Instructions to follow: Transcribe only the part of the listing below that begins at the line containing "Target: white marble facade" and runs to its final line, keeping both ends.

•••••

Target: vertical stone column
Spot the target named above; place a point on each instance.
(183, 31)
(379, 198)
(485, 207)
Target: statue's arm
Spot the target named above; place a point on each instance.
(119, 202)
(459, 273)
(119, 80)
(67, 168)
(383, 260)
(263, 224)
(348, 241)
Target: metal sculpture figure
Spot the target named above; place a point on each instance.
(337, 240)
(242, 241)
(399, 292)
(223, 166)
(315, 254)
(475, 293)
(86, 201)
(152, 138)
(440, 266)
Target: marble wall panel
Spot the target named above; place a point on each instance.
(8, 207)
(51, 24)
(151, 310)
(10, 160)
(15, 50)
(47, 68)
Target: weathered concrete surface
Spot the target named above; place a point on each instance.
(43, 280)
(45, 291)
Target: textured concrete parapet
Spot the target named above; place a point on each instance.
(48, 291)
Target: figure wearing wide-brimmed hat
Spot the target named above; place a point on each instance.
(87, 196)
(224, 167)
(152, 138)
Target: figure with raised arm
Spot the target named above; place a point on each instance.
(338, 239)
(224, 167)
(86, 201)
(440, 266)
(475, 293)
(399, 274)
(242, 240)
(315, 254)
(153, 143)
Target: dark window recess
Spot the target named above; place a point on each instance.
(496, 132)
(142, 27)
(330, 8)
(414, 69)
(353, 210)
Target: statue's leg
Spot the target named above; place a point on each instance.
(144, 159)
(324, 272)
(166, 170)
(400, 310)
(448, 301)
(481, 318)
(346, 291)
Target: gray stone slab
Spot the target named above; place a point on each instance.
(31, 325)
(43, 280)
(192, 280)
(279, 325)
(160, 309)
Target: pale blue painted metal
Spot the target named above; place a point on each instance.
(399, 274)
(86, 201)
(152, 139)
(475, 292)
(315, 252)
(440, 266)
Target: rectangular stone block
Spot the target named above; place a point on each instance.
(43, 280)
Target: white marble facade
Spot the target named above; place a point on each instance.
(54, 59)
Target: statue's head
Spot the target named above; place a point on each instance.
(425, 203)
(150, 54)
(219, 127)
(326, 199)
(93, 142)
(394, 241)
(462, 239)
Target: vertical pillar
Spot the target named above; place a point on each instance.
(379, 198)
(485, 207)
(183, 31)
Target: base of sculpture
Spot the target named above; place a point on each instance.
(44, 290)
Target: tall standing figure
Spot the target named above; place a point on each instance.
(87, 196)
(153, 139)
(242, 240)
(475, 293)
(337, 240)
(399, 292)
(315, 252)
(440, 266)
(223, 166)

•••••

Solved exercise:
Target: white marble facade
Spot the target named above; place a point on each instance.
(54, 59)
Target: statue's head
Spot the target named above; place a point on each instance.
(425, 203)
(150, 54)
(219, 127)
(326, 199)
(93, 142)
(394, 241)
(462, 239)
Target: vertical pillar
Spot the target named above; place a point on each instance.
(379, 198)
(485, 207)
(183, 31)
Target: base of sculpture
Spot the target named above; place a point on each instance.
(44, 290)
Target: tall standing figure
Spot the target named above; place a point on each instance.
(87, 196)
(153, 139)
(242, 240)
(475, 293)
(337, 240)
(399, 292)
(315, 252)
(440, 266)
(223, 166)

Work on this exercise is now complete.